## Things to do:
1. Translate this sentence from the profile into Spanish: "His work aims to optimize the training, pre-filling, and decoding processes of these models through joint design of systems and algorithms."
2. Quote the part of the profile between "Ruidong Zhang" and "sparse operator compiler.", inclusive.

***** Excerpted text

Ruidong Zhang
Research and Development Engineer at Microsoft Research Asia
He is a research and development engineer in the Systems Group at Microsoft Research Asia (Shanghai), obtained his master’s degree from New York University. He primarily focuses on the field of artificial intelligence systems, with current research directions including sparse computation and long-text reasoning for large language models. His work aims to optimize the training, pre-filling, and decoding processes of these models through joint design of systems and algorithms. He has been involved in the development of the Phi-3 series of models at Microsoft, and his recent projects include MInference, an accelerator for long-text reasoning; LongRoPE, an algorithm for extending context windows; ParrotServe, a distributed LLM service system; and PIT, a dynamic sparse operator compiler.

**********
***** Source material

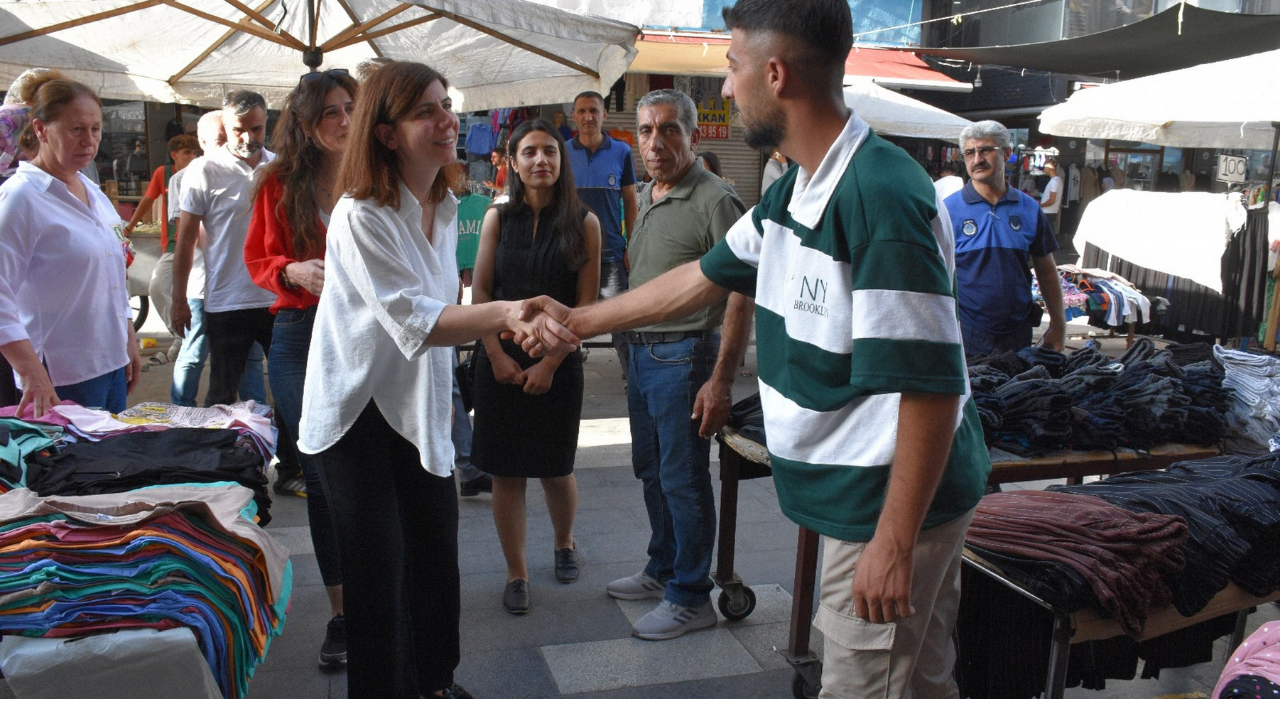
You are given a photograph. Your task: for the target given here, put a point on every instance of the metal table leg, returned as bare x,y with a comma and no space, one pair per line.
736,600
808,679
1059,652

**********
***** Source material

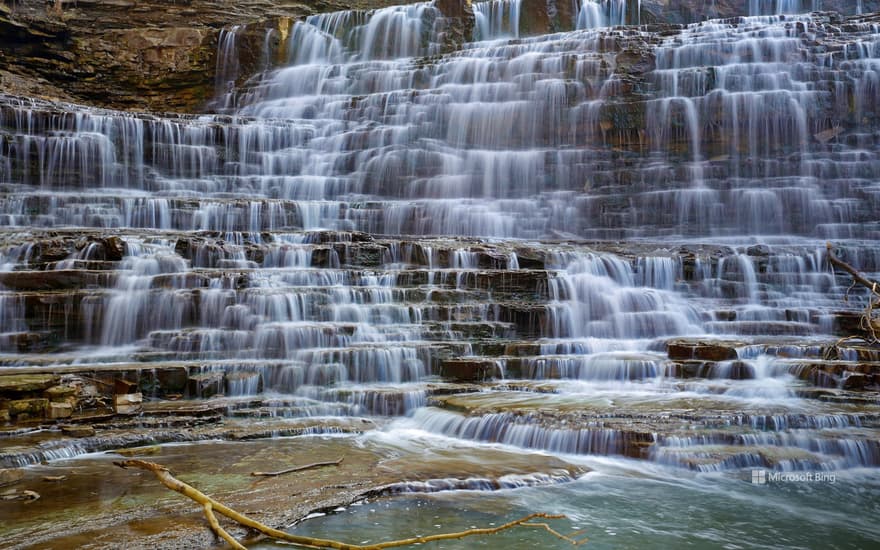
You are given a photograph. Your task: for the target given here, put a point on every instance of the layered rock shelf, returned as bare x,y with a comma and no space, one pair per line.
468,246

**********

## Answers below:
1. Su trabajo tiene como objetivo optimizar los procesos de entrenamiento, prellenado y decodificación de estos modelos mediante el diseño conjunto de sistemas y algoritmos.

2.
Ruidong Zhang
Research and Development Engineer at Microsoft Research Asia
He is a research and development engineer in the Systems Group at Microsoft Research Asia (Shanghai), obtained his master’s degree from New York University. He primarily focuses on the field of artificial intelligence systems, with current research directions including sparse computation and long-text reasoning for large language models. His work aims to optimize the training, pre-filling, and decoding processes of these models through joint design of systems and algorithms. He has been involved in the development of the Phi-3 series of models at Microsoft, and his recent projects include MInference, an accelerator for long-text reasoning; LongRoPE, an algorithm for extending context windows; ParrotServe, a distributed LLM service system; and PIT, a dynamic sparse operator compiler.